## Direction 1
In the dataset-merging code below, what does createIndex use as the key for each item?

## Document section
Step 2: Creating an Index

Optimize search by creating an index of external data:

javascript

function createIndex(externalData) {
  const index = {};
  
  externalData.forEach(item => {
    const key = item.normalizedName.split(' ')[0]; // First word as key
    if (!index[key]) {
      index[key] = [];
    }
    index[key].push(item);
  });
  
  return index;
}

Step 3: Main Merging Algorithm

javascript

function mergeDatasets(externalData, internalData, threshold = 0.7) {
  const preparedExternal = prepareData(externalData);
  const preparedInternal = prepareData(internalData);
  const index = createIndex(preparedExternal);
  
  const result = [];
  
  preparedInternal.forEach(internal => {
    const firstWord = internal.normalizedName.split(' ')[0];
    const candidates = index[firstWord] || [];
    
    let bestMatch = null;
    let bestScore = 0;
    
    candidates.forEach(external => {
      const score = calculateMatchScore(external, internal);
      if (score > bestScore) {
        bestScore = score;
        bestMatch = external;
      }
    });
    
    if (bestScore >= threshold) {
      result.push({
        ...bestMatch,
        ...internal,
        confidence: bestScore,
        matchedFields: getMatchedFields(bestMatch, internal)
      });
    } else {
      // No good enough match
      result.push({
        id: null,
        confidence: 0,
        ...internal,
        matchedFields: []
      });
    }
  });
  
  return result;
}

Step 4: Processing Results

javascript

function getMatchedFields(external, internal) {
  const matchedFields = [];
  
  if (jaroWinkler(external.name, internal.name) > 0.8) {
    matchedFields.push('name');
  }
  
  if (Math.abs(parseFloat(external.price) - parseFloat(internal.price)) < 100) {
    matchedFields.push('price');
  }
  
  if (external.img === internal.imageUrl) {
    matchedFields.push('image');
  }
  
  return matchedFields;
}

Performance Optimization

Caching Results

javascript

const mergeCache = new Map();

function cachedMerge(externalData, internalData) {
  const cacheKey = JSON.stringify({
    externalHash: hashData(externalData),
    internalHash: hashData(internalData)

## Direction 2
Extract every line of the records below that contains the word "front".

## Data for processing
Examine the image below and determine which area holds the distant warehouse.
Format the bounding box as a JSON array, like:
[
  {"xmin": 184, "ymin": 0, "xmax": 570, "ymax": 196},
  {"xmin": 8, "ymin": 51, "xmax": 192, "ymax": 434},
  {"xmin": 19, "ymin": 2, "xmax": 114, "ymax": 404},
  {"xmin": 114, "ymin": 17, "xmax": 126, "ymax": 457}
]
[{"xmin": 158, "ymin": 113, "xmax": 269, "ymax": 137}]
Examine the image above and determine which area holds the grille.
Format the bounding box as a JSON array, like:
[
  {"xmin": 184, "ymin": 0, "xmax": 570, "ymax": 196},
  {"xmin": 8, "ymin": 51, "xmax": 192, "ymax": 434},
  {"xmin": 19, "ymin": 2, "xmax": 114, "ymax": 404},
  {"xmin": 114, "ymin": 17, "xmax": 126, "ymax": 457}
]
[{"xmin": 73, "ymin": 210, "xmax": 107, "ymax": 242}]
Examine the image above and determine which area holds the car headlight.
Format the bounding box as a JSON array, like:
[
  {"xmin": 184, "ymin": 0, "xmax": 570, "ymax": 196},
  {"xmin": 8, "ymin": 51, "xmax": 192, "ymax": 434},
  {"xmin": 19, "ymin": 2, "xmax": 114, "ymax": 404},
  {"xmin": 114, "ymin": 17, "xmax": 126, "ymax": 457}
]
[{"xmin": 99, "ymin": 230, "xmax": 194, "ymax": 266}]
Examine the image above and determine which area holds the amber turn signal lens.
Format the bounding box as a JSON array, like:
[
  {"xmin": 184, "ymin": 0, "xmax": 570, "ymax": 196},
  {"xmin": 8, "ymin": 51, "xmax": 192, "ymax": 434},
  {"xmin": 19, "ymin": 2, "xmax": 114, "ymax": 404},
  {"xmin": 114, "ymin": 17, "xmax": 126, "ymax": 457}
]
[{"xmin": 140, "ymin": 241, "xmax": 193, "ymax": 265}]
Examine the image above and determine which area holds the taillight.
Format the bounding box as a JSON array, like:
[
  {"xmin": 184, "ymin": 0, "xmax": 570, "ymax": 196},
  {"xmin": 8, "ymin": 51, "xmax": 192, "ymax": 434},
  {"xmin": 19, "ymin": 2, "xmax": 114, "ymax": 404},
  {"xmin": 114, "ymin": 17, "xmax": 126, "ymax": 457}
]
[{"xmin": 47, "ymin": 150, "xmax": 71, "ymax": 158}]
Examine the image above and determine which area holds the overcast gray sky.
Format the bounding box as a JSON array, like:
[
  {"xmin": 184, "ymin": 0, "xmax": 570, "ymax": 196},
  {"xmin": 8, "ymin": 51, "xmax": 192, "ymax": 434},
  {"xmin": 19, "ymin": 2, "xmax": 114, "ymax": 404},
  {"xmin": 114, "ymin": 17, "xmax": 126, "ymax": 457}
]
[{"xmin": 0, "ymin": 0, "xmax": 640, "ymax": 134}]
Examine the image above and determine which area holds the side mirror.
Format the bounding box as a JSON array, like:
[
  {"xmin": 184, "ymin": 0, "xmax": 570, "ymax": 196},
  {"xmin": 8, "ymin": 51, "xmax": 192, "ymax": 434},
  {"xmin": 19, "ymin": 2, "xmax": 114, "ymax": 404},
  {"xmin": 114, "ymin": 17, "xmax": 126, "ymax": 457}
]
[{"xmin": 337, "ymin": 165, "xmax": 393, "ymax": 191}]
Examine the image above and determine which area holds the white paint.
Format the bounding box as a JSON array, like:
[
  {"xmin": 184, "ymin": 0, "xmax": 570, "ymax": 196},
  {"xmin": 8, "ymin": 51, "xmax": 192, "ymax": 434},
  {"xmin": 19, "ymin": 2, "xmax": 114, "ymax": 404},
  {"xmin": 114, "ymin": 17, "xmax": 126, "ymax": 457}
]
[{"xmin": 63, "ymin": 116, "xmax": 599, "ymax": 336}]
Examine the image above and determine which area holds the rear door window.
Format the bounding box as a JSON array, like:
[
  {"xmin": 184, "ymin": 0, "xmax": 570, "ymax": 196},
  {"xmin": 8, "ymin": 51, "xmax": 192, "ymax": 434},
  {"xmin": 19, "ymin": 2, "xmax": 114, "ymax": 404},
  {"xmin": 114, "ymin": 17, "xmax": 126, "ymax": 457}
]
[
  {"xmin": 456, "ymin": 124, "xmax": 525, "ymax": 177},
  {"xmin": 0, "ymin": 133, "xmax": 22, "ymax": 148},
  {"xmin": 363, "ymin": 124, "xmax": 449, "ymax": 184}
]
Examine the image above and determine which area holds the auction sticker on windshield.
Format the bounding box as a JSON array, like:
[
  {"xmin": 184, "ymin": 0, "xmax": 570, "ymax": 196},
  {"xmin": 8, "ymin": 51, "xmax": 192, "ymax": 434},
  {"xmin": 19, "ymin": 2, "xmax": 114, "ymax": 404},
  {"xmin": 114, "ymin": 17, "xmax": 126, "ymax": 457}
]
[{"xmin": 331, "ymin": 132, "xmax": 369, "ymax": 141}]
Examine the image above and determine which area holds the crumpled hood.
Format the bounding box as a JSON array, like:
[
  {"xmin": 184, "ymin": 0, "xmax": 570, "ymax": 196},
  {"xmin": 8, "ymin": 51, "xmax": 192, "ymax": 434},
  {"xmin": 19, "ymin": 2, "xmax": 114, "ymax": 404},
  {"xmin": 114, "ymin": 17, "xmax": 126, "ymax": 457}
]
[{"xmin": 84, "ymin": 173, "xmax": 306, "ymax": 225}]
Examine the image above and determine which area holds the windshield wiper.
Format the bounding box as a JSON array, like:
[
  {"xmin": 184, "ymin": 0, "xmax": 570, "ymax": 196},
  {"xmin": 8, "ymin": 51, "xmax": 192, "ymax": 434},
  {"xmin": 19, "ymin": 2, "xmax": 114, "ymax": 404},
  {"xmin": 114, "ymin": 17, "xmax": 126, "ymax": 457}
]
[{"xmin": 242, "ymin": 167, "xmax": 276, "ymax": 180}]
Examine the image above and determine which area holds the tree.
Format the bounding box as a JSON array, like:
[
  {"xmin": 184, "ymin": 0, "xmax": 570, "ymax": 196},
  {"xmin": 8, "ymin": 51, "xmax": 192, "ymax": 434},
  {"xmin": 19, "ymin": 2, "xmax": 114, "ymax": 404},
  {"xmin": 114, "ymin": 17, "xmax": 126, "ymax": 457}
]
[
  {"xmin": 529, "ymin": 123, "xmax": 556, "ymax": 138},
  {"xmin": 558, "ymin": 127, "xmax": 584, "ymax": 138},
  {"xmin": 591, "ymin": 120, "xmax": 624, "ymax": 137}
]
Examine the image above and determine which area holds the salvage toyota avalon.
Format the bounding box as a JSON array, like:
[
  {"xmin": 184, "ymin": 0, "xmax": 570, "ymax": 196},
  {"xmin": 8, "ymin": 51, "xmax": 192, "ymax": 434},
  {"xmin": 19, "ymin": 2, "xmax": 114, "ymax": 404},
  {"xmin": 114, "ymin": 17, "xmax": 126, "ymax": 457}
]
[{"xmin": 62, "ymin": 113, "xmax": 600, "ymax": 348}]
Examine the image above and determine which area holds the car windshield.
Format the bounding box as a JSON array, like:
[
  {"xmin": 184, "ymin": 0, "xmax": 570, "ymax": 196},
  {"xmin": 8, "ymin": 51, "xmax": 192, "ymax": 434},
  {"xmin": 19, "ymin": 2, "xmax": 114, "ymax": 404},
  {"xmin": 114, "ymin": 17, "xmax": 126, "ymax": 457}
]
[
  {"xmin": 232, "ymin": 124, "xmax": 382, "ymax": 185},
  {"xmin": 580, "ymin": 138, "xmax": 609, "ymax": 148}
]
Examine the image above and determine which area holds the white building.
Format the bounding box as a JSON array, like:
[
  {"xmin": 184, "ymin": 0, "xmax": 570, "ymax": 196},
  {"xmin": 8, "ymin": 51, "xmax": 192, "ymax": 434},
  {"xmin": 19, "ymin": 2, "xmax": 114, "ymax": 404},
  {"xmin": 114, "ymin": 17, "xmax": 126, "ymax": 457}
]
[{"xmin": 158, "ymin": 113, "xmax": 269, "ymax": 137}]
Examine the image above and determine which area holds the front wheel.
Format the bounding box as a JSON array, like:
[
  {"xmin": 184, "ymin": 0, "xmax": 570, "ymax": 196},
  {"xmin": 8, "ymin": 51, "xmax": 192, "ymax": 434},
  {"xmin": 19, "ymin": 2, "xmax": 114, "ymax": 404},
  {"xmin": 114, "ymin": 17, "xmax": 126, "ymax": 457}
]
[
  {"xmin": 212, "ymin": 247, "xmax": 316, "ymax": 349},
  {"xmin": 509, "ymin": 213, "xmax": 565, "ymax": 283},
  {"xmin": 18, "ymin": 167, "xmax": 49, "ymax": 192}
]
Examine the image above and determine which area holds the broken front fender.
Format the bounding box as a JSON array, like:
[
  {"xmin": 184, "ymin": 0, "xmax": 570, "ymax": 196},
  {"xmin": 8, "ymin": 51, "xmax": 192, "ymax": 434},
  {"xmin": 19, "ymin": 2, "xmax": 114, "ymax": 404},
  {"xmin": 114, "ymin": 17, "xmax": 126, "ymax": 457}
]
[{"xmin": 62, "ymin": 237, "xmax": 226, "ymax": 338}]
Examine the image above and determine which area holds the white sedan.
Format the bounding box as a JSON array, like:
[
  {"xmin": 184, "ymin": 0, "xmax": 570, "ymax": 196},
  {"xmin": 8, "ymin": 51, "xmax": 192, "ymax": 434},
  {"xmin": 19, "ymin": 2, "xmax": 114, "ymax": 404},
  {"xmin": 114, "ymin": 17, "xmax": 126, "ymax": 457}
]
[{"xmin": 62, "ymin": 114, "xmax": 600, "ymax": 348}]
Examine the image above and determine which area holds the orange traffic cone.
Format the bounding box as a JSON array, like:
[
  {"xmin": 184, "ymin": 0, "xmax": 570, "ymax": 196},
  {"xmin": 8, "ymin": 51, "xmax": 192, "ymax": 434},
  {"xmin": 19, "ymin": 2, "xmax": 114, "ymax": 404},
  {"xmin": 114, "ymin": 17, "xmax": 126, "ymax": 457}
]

## Task answer 1
The first word of the item's normalizedName.

## Task answer 2
Examine the image above and determine which area holds the front wheel.
Examine the image above and determine which area holds the broken front fender.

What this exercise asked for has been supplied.